▸ Travail demandé
**A)** Répondez brièvement aux questions suivantes d'après le texte sur le forum de l'Ircam.
(i) Où l'installation sonore Lignes d'eau est-elle présentée de façon permanente ?
(ii) Avec quel logiciel Eric Mauer a-t-il réalisé la bande-son du jeu vidéo Heart of Darkness ?
(iii) Quel titre Eric Mauer préfère-t-il à celui, plus courant, de designer ?
**B)** Poursuivez le texte sur le forum de l'Ircam à partir de sa dernière phrase.

Résonance n° 15, juin 1999
Copyright © Ircam - Centre Georges-Pompidou 1999

A la manière d'un club d'usagers, le forum de l'Ircam diffuse les logiciels des chercheurs aux compositeurs intéressés par l'informatique musicale. Lieu de rencontres réelles ou virtuelles, de formation ou de dépannage, c'est également une source d'inspiration pour les concepteurs de ces nouveaux instruments.
les 1001 utilisateurs du forum Ircam

Cécile Le Prado. Des impressions aquatiques dignes des marais poitevins

Plongé dans Lignes d'eau, l'auditeur imagine de surprenants farfadets des marais, dont les éclaboussures jaillissent d'on ne sait où, dont les pas légers s'éloignent ou se rapprochent. Cette pièce, composée par Cécile Le Prado, est une installation sonore permanente à l'IUT de Niort. Pour transmettre l'impression vivante et mystérieuse des atmosphères aquatiques, elle a utilisé le spatialisateur, logiciel developpé par l'Ircam et Espaces Nouveaux, simulateur d'acoustique virtuelle.

« Je travaille la spatialisation comme un élément de composition dès le début de la création », explique-t-elle. « Je peux ainsi essayer d'enfouir les auditeurs dans un espace très particulier, rempli de halos sonores. Les perceptions physiques me semblent ainsi beaucoup plus fortes qu'en ajoutant seulement au moment final du mixage des effets de réverbération. »

Eric Mauer prêche pour des interfaces plus intuitives

Un des plus anciens membre du forum, Eric Mauer, créateur -- un titre qu'il préfère au plus courant designer -- sonore, pratique Audiosculpt depuis longtemps en analyse et en morphing sonores. Il l'a exploité avec brio pour réaliser la bande-son du jeu vidéo Heart of Darkness. Intarissable sur le sujet de l'informatique musicale, il dégage particulièrement deux voies d'amélioration pour les logiciels de l'Ircam, qu'il juge encore trop attachés au monde de la recherche et difficilement exploitables en production.

1. Améliorer l'interface graphique

« Les interfaces des logiciels sont encore trop abruptes pour que le compositeur ait l'impression de disposer d'une palette d'outils. Ce serait vraiment confortable de manipuler ses produits, dont la qualité et la finesse d'analyse sont exceptionnelles, avec des interfaces aussi simples et intuitives que celle de Photoshop. On pourrait commencer avec des fonctions simples, une transposition ou une variation en miroir d'un simple clic, puis petit à petit profiter de la complexité en s'attaquant aux ressources de programmation, inexistantes dans les logiciels du commerce. Si je connais bien Audiosculpt, la difficulté et le temps de mise en oeuvre pour manipuler avec aisance d'autres outils me rebutent et m'effraient ; j'hésite à aborder Patchwork. »

▸ Matériel fourni

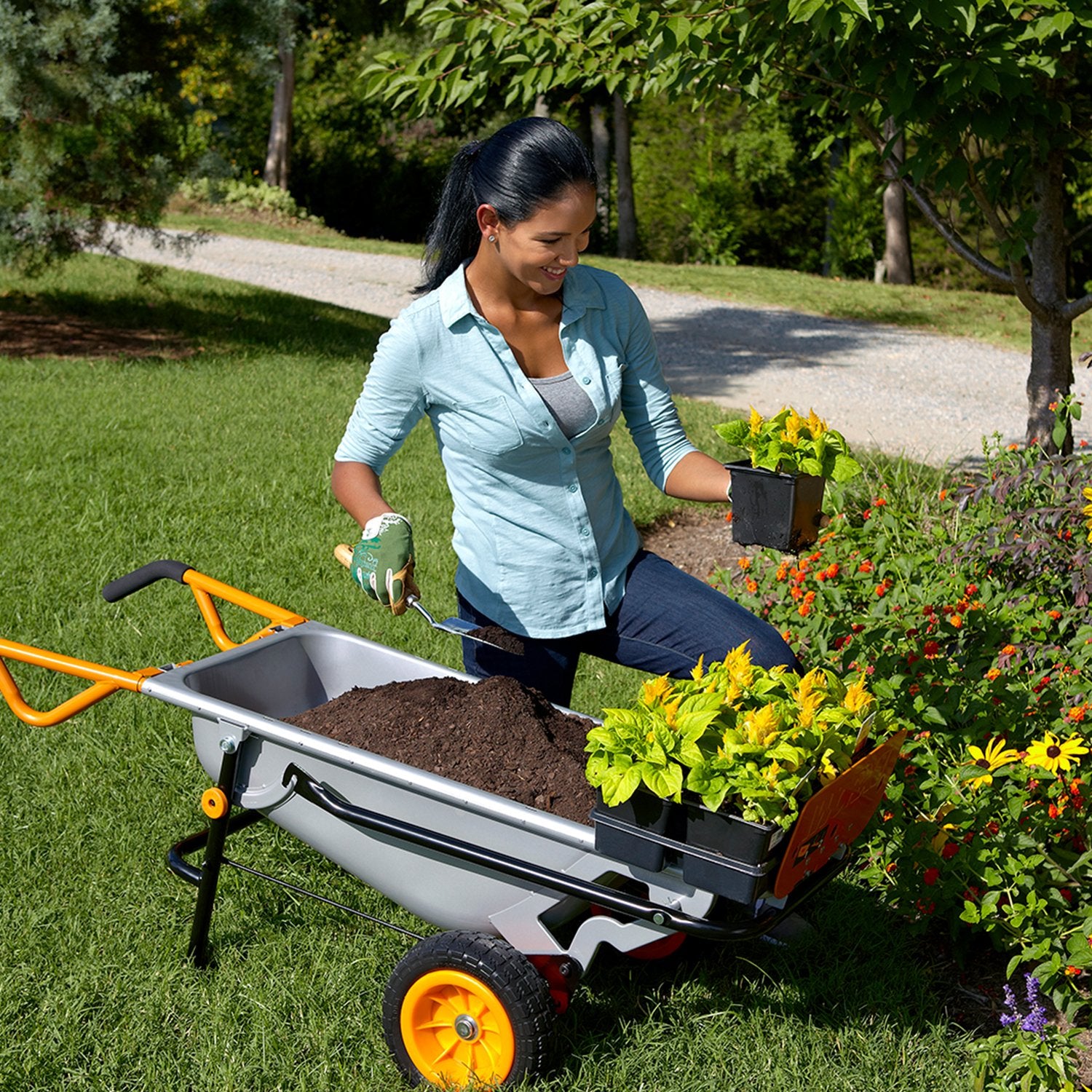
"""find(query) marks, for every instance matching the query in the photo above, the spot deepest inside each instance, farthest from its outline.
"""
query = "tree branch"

▸ Réponses par exercice
**A)**
(i) À l'IUT de Niort.
(ii) Avec Audiosculpt.
(iii) Le titre de créateur.

**B)**
2. Le traitement de la parole

« Des univers incroyables pourraient s'ouvrir si je pouvais isoler la parole d'un fond sonore. Cela donnerait plus d'interactivité au son. On pourrait par exemple enregistrer un comédien en studio, puis redonner de l'espace et du volume sonores afin de simuler le direct, espace et volume différents selon les situations. Aujourd'hui, une telle isolation n'est réalisable ni avec Max, ni avec MSP, ni avec le spatialisateur. » Une voiture passe dans la rue qui longe son studio ; ce qui lui donne immédiatement l'envie d'extraire la voix de la conversation du bruit du moteur...

Trois logiciels vedettes du traitement sonore

Dans chacun des trois groupes d'utilisateurs qui constituent le forum, un logiciel tient le haut du pavé. Présentation d'un trio de solistes qui savent parfois converser en duo.

OpenMusic relève de la catégorie écriture sonore. Outil destiné aux compositeurs, c'est une interface graphique pour la programmation en Lisp. Les objets de composition se dessinent à la mode du glissé-déposé. On accède à différentes notations musicales, notation classique, piano roll Midi ou diagrammes acoustiques. Un outil particulièrement intéressant dans la musique sérielle pour faire proliférer une séquence.

Comme son nom l'indique, Audiosculpt est un instrument de sculpture et de modelage sonores. L'analyse du son par les fréquences, l'amplitude et le temps offre une finesse exceptionnelle de traitement. Le compositeur peut découper, ciseler, supprimer ou incruster une séquence. Il peut également s'adonner aux joies d'un réel « morphing », ou modelage sonore par le jeu des compression et dilatation. Ce logiciel est particulièrement apprécié des créateurs de sons. Une prochaine version devrait voir le jour dans le courant de l'année. Open Music et Audioscultpt sont capables de travailler ensemble.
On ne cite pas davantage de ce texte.